====== Text block
One Christmas stands out in my memory.  I found a small brown teddy bear in my box.  For some reason, I didn’t like the fuzzy toy with the bead eyes.  I tossed it under a chair and never touched it again.  Now I know how badly my parents must have felt when I rejected the toy they had chosen and sacrificed getting for me.  Today I have a similar one sitting in a rocker in my living room that I cherish.

Prologue to my Novel The Coal Tower

My debut novel The Coal Tower is available now in paperback or Kindle versions (you can request the book at your bookstore, too).   Here’s the prologue:

Every town has a place like this.  In Charlottesville, Virginia, it’s the coal tower.  A squat, concrete bunker roughly the shape of an enormous thermos bottle, it stands shaggy with kudzu on six ponderous concrete legs next to the train tracks that run east and west through downtown. A few coal and gas trains still run along these tracks, rumbling between mines up in the mountains and power plants dotted around the Virginia Piedmont, but now that all the revamped warehouses have gone electric or solar, the tower serves no purpose.  Its steel-reinforced walls are too sturdy to dynamite, and so far no developer has imagined a way to turn it into condos.  At one point, years ago, a sculptor built a 20-foot tall dress frame atop the tower, then draped a giant’s white cotton dress on it, naming the work in honor of Thomas Jefferson’s slave mistress Sally Hemings.  He meant it to be a thought-provoking, lovely memorial and provocation, and it did serve — if nothing else —  as a middle finger aimed at Monticello, the Founding Father’s hilltop home.
============
====== Provided material
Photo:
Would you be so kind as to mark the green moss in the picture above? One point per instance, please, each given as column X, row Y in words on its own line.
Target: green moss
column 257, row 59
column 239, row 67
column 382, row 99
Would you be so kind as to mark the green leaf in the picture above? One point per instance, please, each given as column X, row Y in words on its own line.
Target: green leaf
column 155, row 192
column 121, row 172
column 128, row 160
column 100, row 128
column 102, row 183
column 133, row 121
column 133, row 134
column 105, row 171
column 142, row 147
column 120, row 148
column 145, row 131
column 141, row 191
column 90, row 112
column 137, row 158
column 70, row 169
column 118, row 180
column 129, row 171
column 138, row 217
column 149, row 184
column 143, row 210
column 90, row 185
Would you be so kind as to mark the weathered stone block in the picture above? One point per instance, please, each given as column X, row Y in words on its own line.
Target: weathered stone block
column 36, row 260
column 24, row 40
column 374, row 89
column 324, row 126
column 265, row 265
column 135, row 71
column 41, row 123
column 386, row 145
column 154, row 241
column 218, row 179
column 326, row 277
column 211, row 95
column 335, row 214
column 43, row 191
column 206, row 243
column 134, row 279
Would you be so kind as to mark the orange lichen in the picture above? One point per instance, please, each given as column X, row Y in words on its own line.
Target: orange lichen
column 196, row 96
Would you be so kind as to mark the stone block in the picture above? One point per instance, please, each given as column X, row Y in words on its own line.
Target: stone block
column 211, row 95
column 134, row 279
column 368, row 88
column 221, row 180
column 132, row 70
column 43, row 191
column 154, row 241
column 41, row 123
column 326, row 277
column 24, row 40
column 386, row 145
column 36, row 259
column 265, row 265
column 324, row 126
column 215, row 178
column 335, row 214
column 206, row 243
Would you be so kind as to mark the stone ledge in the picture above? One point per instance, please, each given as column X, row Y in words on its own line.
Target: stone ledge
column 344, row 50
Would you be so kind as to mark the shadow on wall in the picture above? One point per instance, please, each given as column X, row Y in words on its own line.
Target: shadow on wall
============
Transcribe part of the text, beginning at the words "One Christmas stands" and stopping after "that I cherish.".

**Response box**
One Christmas stands out in my memory.  I found a small brown teddy bear in my box.  For some reason, I didn’t like the fuzzy toy with the bead eyes.  I tossed it under a chair and never touched it again.  Now I know how badly my parents must have felt when I rejected the toy they had chosen and sacrificed getting for me.  Today I have a similar one sitting in a rocker in my living room that I cherish.